▶ BRIEF 1:
In the passage on John Wayne and True Grit, who ultimately got the part of Mattie Ross?
▶ BRIEF 2:
Reproduce the passage on John Wayne and True Grit, starting with "In a long and" and going on through "it a success.".

▶ SOURCE DOCUMENT:
In a long and storied career, John Wayne achieved quite a lot with his 1969 film, True Grit. Going into the project, he could never have imagined its success or that it would earn him an Academy Award in the category of Best Actor. He did, however, point to one scene that he felt was a standout in the overall film due to the fact that he felt a personal connection to it. For that reason, he elected to perform his own stunt work in that sequence.
Wayne had actually lobbied for his daughter to play the part of Mattie Ross — after Mia Farrow dropped out, and Michele Carey, Sondra Locke and Tuesday Weld each turned it down for contractual reasons — but the part ultimately went to Kim Darby. He got along with Kim, and their off-screen interactions helped to give the movie the boost it needed to make it a success.

▶ EXTRACTED RECORDS:

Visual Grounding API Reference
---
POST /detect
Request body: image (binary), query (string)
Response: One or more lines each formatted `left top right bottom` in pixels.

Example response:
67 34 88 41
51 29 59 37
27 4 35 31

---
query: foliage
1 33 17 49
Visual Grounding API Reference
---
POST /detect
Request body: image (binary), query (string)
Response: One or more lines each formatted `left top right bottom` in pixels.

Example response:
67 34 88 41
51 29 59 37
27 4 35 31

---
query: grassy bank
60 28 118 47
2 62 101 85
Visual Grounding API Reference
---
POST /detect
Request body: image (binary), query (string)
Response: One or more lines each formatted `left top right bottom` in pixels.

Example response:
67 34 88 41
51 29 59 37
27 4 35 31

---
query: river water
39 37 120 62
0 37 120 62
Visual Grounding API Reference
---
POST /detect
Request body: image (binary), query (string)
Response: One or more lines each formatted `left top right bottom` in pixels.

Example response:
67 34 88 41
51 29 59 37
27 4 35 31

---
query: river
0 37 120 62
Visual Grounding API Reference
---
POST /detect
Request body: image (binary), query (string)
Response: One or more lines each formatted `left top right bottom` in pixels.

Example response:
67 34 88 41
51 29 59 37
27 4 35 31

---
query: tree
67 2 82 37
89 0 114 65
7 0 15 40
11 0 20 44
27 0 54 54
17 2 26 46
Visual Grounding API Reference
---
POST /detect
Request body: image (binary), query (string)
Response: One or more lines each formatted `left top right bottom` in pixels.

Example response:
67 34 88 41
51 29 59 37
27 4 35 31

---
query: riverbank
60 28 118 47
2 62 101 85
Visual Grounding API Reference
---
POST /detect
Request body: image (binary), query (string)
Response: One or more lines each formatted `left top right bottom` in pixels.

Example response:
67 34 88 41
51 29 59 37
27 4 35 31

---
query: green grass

▶ RESULT 1:
Kim Darby

▶ RESULT 2:
In a long and storied career, John Wayne achieved quite a lot with his 1969 film, True Grit. Going into the project, he could never have imagined its success or that it would earn him an Academy Award in the category of Best Actor. He did, however, point to one scene that he felt was a standout in the overall film due to the fact that he felt a personal connection to it. For that reason, he elected to perform his own stunt work in that sequence.
Wayne had actually lobbied for his daughter to play the part of Mattie Ross — after Mia Farrow dropped out, and Michele Carey, Sondra Locke and Tuesday Weld each turned it down for contractual reasons — but the part ultimately went to Kim Darby. He got along with Kim, and their off-screen interactions helped to give the movie the boost it needed to make it a success.